● **SET EXERCISE**
Can you write out every line of the material below, changing nothing?

● **DATA SUPPLIED**
>> Start

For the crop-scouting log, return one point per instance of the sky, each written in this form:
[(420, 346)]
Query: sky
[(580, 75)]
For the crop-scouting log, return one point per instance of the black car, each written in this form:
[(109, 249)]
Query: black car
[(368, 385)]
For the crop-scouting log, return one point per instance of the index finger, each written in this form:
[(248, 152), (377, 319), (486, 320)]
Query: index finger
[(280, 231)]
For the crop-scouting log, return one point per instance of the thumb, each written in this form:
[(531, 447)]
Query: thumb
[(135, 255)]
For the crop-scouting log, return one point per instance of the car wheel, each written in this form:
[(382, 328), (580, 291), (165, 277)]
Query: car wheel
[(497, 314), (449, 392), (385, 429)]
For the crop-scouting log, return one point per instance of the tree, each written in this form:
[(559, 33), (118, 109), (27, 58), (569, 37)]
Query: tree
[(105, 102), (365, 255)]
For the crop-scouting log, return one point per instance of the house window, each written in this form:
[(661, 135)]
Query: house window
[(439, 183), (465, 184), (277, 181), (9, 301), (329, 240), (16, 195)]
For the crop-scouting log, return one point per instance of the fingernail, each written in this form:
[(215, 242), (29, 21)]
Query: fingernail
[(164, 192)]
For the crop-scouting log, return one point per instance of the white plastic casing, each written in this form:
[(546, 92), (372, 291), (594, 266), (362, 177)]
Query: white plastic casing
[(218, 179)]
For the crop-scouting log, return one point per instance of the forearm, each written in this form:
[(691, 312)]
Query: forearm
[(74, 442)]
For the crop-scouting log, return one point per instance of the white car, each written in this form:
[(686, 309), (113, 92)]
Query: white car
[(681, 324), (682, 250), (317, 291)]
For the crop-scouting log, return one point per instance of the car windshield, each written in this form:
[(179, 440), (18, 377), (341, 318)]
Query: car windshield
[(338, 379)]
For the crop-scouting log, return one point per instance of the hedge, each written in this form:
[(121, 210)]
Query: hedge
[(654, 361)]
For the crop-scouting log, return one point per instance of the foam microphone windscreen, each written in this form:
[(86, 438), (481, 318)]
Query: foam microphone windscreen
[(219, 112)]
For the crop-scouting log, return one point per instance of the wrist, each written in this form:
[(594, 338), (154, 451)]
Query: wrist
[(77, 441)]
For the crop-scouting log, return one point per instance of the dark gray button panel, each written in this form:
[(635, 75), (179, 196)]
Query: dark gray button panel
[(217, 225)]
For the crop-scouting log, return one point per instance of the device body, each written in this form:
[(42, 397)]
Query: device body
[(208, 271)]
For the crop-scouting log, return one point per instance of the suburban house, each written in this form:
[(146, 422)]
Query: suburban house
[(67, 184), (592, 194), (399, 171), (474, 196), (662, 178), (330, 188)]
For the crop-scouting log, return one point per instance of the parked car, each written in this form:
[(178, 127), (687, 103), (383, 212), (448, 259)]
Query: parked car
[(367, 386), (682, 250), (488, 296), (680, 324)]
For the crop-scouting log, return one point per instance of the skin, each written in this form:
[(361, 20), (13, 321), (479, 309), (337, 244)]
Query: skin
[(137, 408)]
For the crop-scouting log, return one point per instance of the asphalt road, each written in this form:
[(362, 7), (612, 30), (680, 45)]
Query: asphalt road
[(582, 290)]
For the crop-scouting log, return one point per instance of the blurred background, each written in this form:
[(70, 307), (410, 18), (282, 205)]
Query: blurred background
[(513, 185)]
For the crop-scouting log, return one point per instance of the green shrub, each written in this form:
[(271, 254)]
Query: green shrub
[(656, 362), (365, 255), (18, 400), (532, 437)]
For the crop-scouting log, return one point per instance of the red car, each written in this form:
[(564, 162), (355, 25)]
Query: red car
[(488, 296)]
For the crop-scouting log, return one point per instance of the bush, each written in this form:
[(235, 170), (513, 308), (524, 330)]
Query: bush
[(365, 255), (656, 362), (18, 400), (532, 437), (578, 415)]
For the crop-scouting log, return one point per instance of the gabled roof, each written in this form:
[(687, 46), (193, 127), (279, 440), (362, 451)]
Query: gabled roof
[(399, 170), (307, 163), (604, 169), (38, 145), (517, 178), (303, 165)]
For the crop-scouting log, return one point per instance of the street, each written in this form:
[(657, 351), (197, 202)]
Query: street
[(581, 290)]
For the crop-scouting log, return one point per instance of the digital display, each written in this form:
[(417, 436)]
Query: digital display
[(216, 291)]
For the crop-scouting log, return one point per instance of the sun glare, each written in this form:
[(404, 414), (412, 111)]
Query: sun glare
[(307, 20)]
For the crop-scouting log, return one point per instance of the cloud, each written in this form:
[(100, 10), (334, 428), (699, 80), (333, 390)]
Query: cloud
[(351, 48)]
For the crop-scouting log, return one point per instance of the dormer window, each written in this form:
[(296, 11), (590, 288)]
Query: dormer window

>> End

● **RESULT FOR THIS EXERCISE**
For the crop-scouting log, return one point per instance of the sky, each written in this form:
[(420, 346)]
Query: sky
[(580, 75)]
For the crop-scouting log, return one point per instance of the black car, each written in this form:
[(109, 249)]
Query: black car
[(368, 385)]
For the crop-scouting log, return one point per instance of the index finger, each written in this form:
[(248, 152), (377, 319), (486, 320)]
Query: index finger
[(280, 231)]
For the crop-scouting log, return one point per instance of the thumb, each written in this form:
[(531, 447)]
Query: thumb
[(135, 255)]
For the crop-scouting log, return one point per instance of the car wheel, each written in this form:
[(382, 328), (580, 291), (165, 277)]
Query: car wheel
[(497, 314), (449, 392), (385, 429)]
For the crop-scouting log, return one point per instance of the tree, each written in this form:
[(559, 33), (118, 109), (27, 58), (569, 37)]
Query: tree
[(105, 102), (365, 255)]
For the crop-scouting log, return one point per instance of the house window, each written in this form:
[(661, 135)]
Query: house window
[(439, 183), (465, 184), (277, 181), (9, 301), (329, 240), (16, 195)]
For the crop-scouting log, return one point per instance of the fingernail, each written in this form:
[(215, 242), (29, 21)]
Query: fingernail
[(164, 192)]
For the crop-scouting log, return one point per instance of the white plastic casing, each written in this form:
[(546, 92), (372, 291), (594, 266), (362, 177)]
Query: white plastic casing
[(218, 179)]
For the crop-scouting log, return one point per instance of the forearm, each written in this form:
[(691, 312)]
Query: forearm
[(74, 442)]
For the crop-scouting log, return one point per instance of the white car, each written in this form:
[(686, 309), (113, 92)]
Query: white car
[(681, 324), (682, 250), (317, 291)]
For the crop-scouting log, return one point per instance of the car windshield, each written in this form:
[(179, 440), (18, 377), (341, 318)]
Query: car windshield
[(338, 379)]
For the crop-scouting log, return one point per instance of the hedge, each written in this form:
[(121, 210)]
Query: hedge
[(654, 361)]
For the crop-scouting log, return one point per instance of the foam microphone windscreen, each written in this form:
[(86, 438), (481, 318)]
Query: foam microphone windscreen
[(219, 112)]
For the crop-scouting log, return one point per instance of the wrist, each written in this form:
[(594, 338), (154, 451)]
Query: wrist
[(77, 441)]
For the crop-scouting log, return one point per instance of the dark gray button panel, each written in this form:
[(635, 75), (179, 196)]
Query: dark gray button panel
[(217, 225)]
For the crop-scouting log, return one point per instance of the device body, each written in this form:
[(42, 397)]
Query: device body
[(208, 271)]
For the crop-scouting log, return one point per instance of the suburban house, each written in this form:
[(146, 422)]
Query: suburban house
[(67, 184), (592, 194), (399, 171), (474, 196), (662, 178), (330, 188)]
For the crop-scouting log, return one point per instance of the parked car, each written in this form:
[(178, 127), (687, 103), (383, 212), (448, 259)]
Query: parked car
[(367, 386), (682, 250), (488, 296), (680, 324)]
For the crop-scouting log, return one point per instance of the skin, each written in this form:
[(361, 20), (13, 321), (479, 309), (337, 244)]
Query: skin
[(137, 408)]
For the crop-scouting log, return one point per instance of the asphalt road, each written in this form:
[(362, 7), (612, 30), (680, 45)]
Query: asphalt road
[(582, 290)]
For the crop-scouting log, return one point per instance of the blurred background, each written in this form:
[(70, 307), (410, 18), (282, 205)]
Query: blurred background
[(513, 185)]
For the crop-scouting log, return one point per instance of the green shrub, each written in this form:
[(271, 254)]
Query: green shrub
[(656, 362), (365, 255), (18, 400), (532, 437)]
For the crop-scouting log, return one point per instance of the red car, each written in this form:
[(564, 162), (355, 25)]
Query: red car
[(488, 296)]
For the crop-scouting log, return one point per instance of the bush, each written in this form:
[(235, 170), (513, 308), (524, 330)]
Query: bush
[(365, 255), (656, 362), (18, 400), (532, 437), (578, 415)]
For the crop-scouting log, return one point per instance of the gabled roof, each written in this form:
[(687, 46), (193, 127), (279, 440), (362, 451)]
Query: gabled roof
[(399, 170), (307, 163), (604, 169), (38, 145), (517, 178), (303, 165)]
For the crop-scouting log, return one point per instance of the street, each written in this form:
[(657, 351), (197, 202)]
Query: street
[(581, 290)]
For the crop-scouting log, return one point per instance of the digital display, each written in this form:
[(417, 436)]
Query: digital display
[(216, 291)]
For the crop-scouting log, return one point per instance of the sun glare, each written in this form:
[(404, 414), (412, 111)]
Query: sun glare
[(307, 20)]
For the crop-scouting log, return one point per instance of the cloud, each written in this form:
[(100, 10), (334, 428), (699, 80), (333, 390)]
Query: cloud
[(351, 48)]
For the crop-scouting log, return one point per instance of the dormer window, each written in this form:
[(296, 11), (590, 288)]
Query: dormer window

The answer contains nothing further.